TASK BRIEF:
Reproduce the material exactly, omitting nothing.

A block of data:
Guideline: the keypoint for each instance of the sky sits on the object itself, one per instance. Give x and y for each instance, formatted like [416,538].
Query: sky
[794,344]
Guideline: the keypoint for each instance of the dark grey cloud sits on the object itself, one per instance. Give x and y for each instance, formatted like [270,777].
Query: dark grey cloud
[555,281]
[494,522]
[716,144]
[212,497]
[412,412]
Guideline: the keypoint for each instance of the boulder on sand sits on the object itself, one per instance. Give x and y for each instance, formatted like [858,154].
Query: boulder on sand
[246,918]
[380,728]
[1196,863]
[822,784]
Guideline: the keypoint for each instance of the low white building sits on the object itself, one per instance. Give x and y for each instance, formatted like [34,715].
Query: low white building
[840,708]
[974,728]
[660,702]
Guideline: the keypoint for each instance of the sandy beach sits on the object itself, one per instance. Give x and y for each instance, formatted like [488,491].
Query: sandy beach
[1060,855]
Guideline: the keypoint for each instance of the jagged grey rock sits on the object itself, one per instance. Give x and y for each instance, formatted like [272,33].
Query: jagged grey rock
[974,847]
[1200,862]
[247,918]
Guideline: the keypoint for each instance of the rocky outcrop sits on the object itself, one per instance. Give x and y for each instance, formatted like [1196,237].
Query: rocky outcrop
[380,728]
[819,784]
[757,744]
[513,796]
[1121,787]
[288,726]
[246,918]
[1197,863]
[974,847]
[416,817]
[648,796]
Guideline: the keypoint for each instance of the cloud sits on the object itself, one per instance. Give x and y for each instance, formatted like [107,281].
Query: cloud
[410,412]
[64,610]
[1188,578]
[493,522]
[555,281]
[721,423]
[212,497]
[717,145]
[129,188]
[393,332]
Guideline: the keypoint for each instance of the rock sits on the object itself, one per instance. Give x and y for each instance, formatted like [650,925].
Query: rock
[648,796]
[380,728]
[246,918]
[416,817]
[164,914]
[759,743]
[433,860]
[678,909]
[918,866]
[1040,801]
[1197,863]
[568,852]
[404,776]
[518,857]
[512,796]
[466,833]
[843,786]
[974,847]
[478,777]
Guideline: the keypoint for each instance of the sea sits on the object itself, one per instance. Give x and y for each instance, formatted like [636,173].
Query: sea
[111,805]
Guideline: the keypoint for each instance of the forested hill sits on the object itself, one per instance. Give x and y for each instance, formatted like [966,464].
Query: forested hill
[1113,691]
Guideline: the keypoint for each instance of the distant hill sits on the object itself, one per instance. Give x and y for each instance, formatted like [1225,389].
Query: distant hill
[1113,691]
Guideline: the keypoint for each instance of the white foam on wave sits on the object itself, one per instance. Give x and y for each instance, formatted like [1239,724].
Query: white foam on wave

RESPONSE FOR THIS EXERCISE:
Guideline: the keypoint for each instance of the sky sits on the object itself, one per instance. Give x and y for each instance, formatted like [416,538].
Query: sky
[794,344]
Guideline: the keypoint for each instance of the dark grey cloud sits on the object itself, one per instance. Give x and y for each instance, formatted like [270,777].
Query: dark grey cloud
[555,281]
[494,522]
[716,144]
[212,497]
[412,412]
Guideline: the keypoint for each instance of the boulder on sand sits on the object itself, one per instance. Give x and y for each instance, formatted like [858,154].
Query: boulder on sand
[246,918]
[380,728]
[1196,863]
[822,784]
Guideline: the keypoint for each instance of the low white building sits on the object itself, one per instance. Give x and y for each instance, formatted like [34,715].
Query: low white building
[840,708]
[974,728]
[660,702]
Guideline: the keypoint for each instance of the sandy beach sits on the object itself, one per instance. Give x and y for each instance, formatted like [488,491].
Query: sandy beach
[1060,855]
Guideline: the keypoint for each instance of the jagged grey rock sits on the object itself, one per instance. Give x and y for each instance, formatted like [272,33].
Query: jagged grey rock
[974,847]
[1200,862]
[247,918]
Guideline: the keypoint for each instance of the rocky outcrop sits on the object itself, one per instance. Give x and y for each instance, formatted like [1196,237].
Query: rocky outcrop
[380,728]
[819,784]
[757,744]
[513,796]
[1121,787]
[288,726]
[246,918]
[1197,863]
[974,847]
[416,817]
[648,796]
Guideline: the keypoint for each instance of the cloud sits on the object itself, one per instance. Give x and y for each instance, formatted like [107,281].
Query: cloud
[410,412]
[64,610]
[1188,578]
[493,522]
[555,281]
[721,423]
[212,497]
[717,145]
[129,188]
[393,332]
Guideline: the keypoint for each instance of the rock sits on the object itself, one per instance. Give x and y for each instance, formatted like [650,925].
Query: rock
[648,796]
[380,728]
[246,918]
[416,817]
[164,914]
[759,743]
[433,860]
[678,909]
[918,866]
[1040,801]
[1197,863]
[568,852]
[404,776]
[518,857]
[512,796]
[466,833]
[843,786]
[974,847]
[478,777]
Guideline: the keypoint for each instance of the sea sits on the object itself, one per instance. Give x and y for each instance, formatted like [636,173].
Query: sea
[111,805]
Guideline: the keypoint for each instance of the forested hill sits on the object itself, one per instance. Give x and y for each instance, formatted like [966,464].
Query: forested hill
[1113,691]
Guideline: the keypoint for each instance of the distant hill sits on the object itself, one per instance. Give x and y for each instance, formatted like [1225,389].
Query: distant hill
[1113,691]
Guideline: the keypoint for each instance of the white foam on wave sits on the object itself, one per instance. Give x and y for each instance, formatted like [1239,724].
Query: white foam on wave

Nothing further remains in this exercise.